Images for object localization
-- Opening Marker --

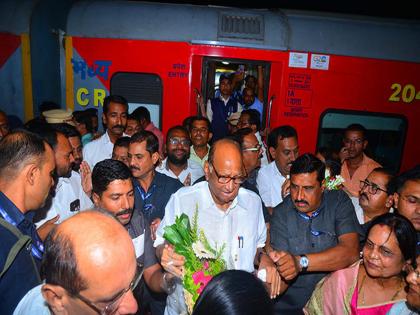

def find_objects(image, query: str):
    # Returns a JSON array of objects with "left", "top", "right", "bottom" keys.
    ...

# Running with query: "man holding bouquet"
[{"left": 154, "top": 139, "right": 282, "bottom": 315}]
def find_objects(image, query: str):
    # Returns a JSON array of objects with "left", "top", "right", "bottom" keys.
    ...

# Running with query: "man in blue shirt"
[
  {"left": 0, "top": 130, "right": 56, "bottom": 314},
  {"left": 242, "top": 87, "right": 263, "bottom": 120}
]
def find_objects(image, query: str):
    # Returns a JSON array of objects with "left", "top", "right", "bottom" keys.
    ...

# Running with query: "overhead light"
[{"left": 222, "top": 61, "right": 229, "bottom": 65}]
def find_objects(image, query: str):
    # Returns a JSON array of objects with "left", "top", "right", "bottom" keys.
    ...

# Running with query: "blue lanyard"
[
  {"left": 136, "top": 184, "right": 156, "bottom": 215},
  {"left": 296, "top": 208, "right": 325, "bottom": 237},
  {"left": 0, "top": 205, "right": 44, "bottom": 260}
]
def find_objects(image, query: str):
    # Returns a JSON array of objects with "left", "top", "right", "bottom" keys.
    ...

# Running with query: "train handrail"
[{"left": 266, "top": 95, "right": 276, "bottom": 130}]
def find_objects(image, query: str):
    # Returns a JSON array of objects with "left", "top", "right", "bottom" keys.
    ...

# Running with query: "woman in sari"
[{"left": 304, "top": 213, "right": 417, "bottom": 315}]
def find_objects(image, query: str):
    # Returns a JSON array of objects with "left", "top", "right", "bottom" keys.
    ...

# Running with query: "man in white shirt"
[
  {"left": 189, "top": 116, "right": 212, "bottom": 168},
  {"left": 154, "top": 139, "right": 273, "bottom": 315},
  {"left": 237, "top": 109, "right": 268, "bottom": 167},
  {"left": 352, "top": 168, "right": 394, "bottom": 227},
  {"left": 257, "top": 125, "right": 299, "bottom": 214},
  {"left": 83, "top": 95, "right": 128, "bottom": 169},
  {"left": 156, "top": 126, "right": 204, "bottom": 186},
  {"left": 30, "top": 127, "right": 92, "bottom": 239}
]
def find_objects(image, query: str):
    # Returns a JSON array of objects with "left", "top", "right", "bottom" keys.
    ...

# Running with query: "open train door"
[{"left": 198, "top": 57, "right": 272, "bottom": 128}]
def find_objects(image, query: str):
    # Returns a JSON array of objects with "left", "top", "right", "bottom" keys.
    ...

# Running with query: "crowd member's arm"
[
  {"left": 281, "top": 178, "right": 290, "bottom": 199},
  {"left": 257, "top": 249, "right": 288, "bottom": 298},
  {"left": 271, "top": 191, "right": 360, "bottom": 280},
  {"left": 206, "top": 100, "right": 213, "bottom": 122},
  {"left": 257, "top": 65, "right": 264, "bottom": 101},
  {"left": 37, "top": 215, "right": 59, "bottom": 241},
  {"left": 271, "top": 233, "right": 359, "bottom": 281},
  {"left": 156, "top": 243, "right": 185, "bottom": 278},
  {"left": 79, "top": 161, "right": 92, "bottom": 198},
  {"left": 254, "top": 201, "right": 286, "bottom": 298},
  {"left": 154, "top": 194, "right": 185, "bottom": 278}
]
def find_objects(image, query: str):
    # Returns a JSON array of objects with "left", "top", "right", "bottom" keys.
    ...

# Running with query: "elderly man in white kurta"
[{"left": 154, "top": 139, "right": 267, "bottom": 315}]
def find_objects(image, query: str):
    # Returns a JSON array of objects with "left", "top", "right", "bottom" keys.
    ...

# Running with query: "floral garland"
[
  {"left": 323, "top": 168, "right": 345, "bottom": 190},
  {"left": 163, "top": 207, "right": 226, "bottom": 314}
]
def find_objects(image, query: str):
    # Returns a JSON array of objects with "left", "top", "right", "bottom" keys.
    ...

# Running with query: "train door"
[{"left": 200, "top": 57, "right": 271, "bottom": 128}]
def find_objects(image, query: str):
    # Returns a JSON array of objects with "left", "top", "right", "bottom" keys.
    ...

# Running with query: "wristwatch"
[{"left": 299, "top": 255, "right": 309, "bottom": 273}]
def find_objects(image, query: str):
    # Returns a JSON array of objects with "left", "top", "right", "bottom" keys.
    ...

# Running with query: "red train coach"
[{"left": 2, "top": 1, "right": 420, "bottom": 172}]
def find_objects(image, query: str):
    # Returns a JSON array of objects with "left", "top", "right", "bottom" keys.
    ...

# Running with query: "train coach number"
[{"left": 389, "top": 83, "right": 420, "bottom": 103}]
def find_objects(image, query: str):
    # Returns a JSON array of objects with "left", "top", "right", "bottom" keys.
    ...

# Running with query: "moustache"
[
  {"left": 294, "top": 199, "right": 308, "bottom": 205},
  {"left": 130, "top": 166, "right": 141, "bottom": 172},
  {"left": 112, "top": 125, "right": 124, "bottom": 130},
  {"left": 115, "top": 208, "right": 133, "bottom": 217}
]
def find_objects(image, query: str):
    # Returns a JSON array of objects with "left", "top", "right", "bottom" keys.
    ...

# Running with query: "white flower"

-- Closing Marker --

### Work task
Your task is to repeat the data above exactly while excluding the pictures.

### Problem solution
def find_objects(image, query: str):
    # Returns a JSON array of objects with "left", "top", "right", "bottom" keys.
    ...

# Running with query: "man holding bouquet"
[{"left": 154, "top": 139, "right": 282, "bottom": 315}]
def find_objects(image, query: str):
    # Returns a JSON array of objects with "left", "top", "right", "bottom" keys.
    ...

# Running with query: "man in blue shirt"
[
  {"left": 0, "top": 130, "right": 56, "bottom": 314},
  {"left": 242, "top": 87, "right": 263, "bottom": 120}
]
def find_objects(image, query: str):
    # Returns a JSON array of objects with "left", "top", "right", "bottom" keys.
    ...

# Running with query: "overhead light"
[{"left": 222, "top": 61, "right": 229, "bottom": 65}]
def find_objects(image, query: str):
    # Returns a JSON array of objects with "left", "top", "right", "bottom" keys.
    ...

# Running with query: "blue lanyard"
[
  {"left": 136, "top": 184, "right": 156, "bottom": 215},
  {"left": 296, "top": 208, "right": 325, "bottom": 237},
  {"left": 0, "top": 205, "right": 44, "bottom": 260}
]
def find_objects(image, query: str):
    # Returns a JSON array of objects with "left", "top", "right", "bottom" keys.
    ...

# Running with query: "train handrail"
[{"left": 266, "top": 95, "right": 276, "bottom": 130}]
def find_objects(image, query: str):
    # Returns a JSON array of objects with "left", "top", "right", "bottom" keys.
    ...

# Running with query: "woman in sari"
[{"left": 304, "top": 213, "right": 417, "bottom": 315}]
def find_objects(image, query: str):
    # Returns a JSON array of objects with "left", "top", "right", "bottom" keys.
    ...

# Running with query: "man in white shirt"
[
  {"left": 189, "top": 116, "right": 212, "bottom": 168},
  {"left": 154, "top": 139, "right": 273, "bottom": 315},
  {"left": 237, "top": 109, "right": 268, "bottom": 167},
  {"left": 352, "top": 168, "right": 394, "bottom": 227},
  {"left": 257, "top": 125, "right": 299, "bottom": 214},
  {"left": 83, "top": 95, "right": 128, "bottom": 169},
  {"left": 156, "top": 126, "right": 204, "bottom": 186},
  {"left": 30, "top": 127, "right": 92, "bottom": 239}
]
def find_objects(image, query: str):
    # Returns a JSON array of objects with "left", "top", "right", "bottom" keys.
    ...

# Running with query: "open train door"
[{"left": 198, "top": 57, "right": 272, "bottom": 128}]
def find_objects(image, query: str):
    # Returns a JSON array of objects with "left", "top", "right", "bottom" keys.
    ...

# Running with query: "crowd member's arm"
[
  {"left": 281, "top": 178, "right": 290, "bottom": 199},
  {"left": 257, "top": 249, "right": 288, "bottom": 298},
  {"left": 271, "top": 191, "right": 360, "bottom": 280},
  {"left": 206, "top": 100, "right": 213, "bottom": 122},
  {"left": 257, "top": 65, "right": 264, "bottom": 101},
  {"left": 37, "top": 215, "right": 59, "bottom": 241},
  {"left": 271, "top": 233, "right": 359, "bottom": 281},
  {"left": 156, "top": 243, "right": 185, "bottom": 278},
  {"left": 79, "top": 161, "right": 92, "bottom": 198},
  {"left": 254, "top": 201, "right": 286, "bottom": 298},
  {"left": 154, "top": 194, "right": 185, "bottom": 278}
]
def find_objects(image, query: str):
    # Returns a JSON array of objects with "left", "top", "right", "bottom" keys.
    ...

# Running with query: "elderly man in white kurta"
[{"left": 154, "top": 139, "right": 267, "bottom": 315}]
def find_objects(image, query: str):
    # Returns a JSON array of objects with "left", "top", "right", "bottom" keys.
    ...

# Running with query: "floral garland"
[
  {"left": 323, "top": 168, "right": 345, "bottom": 190},
  {"left": 163, "top": 207, "right": 226, "bottom": 314}
]
def find_objects(image, query: str):
    # Returns a JSON array of objects with "left", "top", "right", "bottom" keys.
    ...

# Running with query: "train door"
[{"left": 200, "top": 57, "right": 271, "bottom": 128}]
def find_objects(image, query: str):
    # Returns a JSON array of objects with "left", "top", "right", "bottom" keys.
    ...

# Running with query: "wristwatch"
[{"left": 299, "top": 255, "right": 309, "bottom": 273}]
def find_objects(image, query: str):
    # Returns a JSON array of objects with "left", "top", "right", "bottom" keys.
    ...

# Running with query: "red train coach"
[{"left": 2, "top": 1, "right": 420, "bottom": 172}]
def find_objects(image, query: str):
    # Returns a JSON array of objects with "left", "top", "right", "bottom" keys.
    ...

# Running with query: "train coach number"
[{"left": 389, "top": 83, "right": 420, "bottom": 103}]
def find_objects(image, query: str):
    # Returns a JSON array of objects with "left", "top", "right", "bottom" keys.
    ...

# Running with query: "moustache"
[
  {"left": 294, "top": 199, "right": 308, "bottom": 205},
  {"left": 130, "top": 166, "right": 141, "bottom": 172},
  {"left": 112, "top": 125, "right": 124, "bottom": 130},
  {"left": 115, "top": 208, "right": 133, "bottom": 217}
]
def find_objects(image, query: str):
    # Returns a JSON array of objects with "left", "top", "right", "bottom" keys.
    ...

# Running with query: "white flower"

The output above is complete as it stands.